[EXERCISE DIRECTIONS] Set down, exactly as written, every line from the one containing "seagull in the photo above. Give pixel coordinates." through the end of the listing.

^^^^^^^^

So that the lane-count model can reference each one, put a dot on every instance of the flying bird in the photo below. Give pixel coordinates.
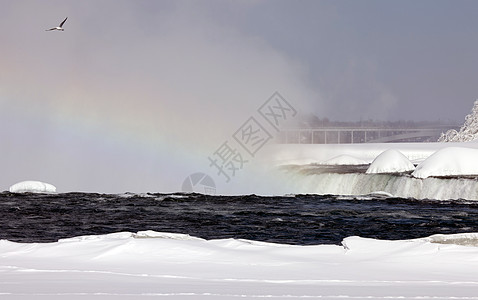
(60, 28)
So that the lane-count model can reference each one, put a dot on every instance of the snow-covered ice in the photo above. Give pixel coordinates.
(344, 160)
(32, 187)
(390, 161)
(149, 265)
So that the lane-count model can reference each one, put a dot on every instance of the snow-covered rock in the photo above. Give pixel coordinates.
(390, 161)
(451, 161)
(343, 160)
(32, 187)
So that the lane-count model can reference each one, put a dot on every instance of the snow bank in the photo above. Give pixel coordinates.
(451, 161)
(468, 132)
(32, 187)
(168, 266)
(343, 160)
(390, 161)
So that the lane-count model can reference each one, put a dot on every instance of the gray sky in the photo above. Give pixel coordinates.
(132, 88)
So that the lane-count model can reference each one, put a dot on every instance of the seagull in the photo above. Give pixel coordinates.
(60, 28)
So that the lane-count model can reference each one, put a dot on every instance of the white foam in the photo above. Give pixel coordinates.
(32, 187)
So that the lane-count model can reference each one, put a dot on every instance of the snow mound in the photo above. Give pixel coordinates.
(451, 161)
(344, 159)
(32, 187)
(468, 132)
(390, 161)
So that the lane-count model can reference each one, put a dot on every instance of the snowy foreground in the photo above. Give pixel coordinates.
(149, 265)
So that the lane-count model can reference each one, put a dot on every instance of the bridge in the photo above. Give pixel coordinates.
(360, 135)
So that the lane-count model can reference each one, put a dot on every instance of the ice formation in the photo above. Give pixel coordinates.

^^^^^^^^

[EXERCISE OUTPUT]
So that the lane-count model can reference each one, put a dot on every instance of the seagull in the photo above. Give pixel coordinates.
(60, 28)
So that the lane-count model can reference each one, put a dot on every instance of the white foam in the photo above. Give pixel coordinates.
(32, 187)
So that the lane-count model can reference each one, put a dot on every instance of the snow mound in the photo above. Give pixel coordinates.
(451, 161)
(344, 159)
(32, 187)
(468, 132)
(390, 161)
So that the lane-count model can reference each one, put a dot on every instance of the snowy foreground in the photo above. Give pixel coordinates.
(149, 265)
So that the lane-count model can reference each one, put a dot on every instance of the bridge in the photo above. Give pixel coordinates.
(360, 135)
So that the lane-count model can reference each one, put a dot on every instance of the ice formation in the photo above. Give pixel coordinates.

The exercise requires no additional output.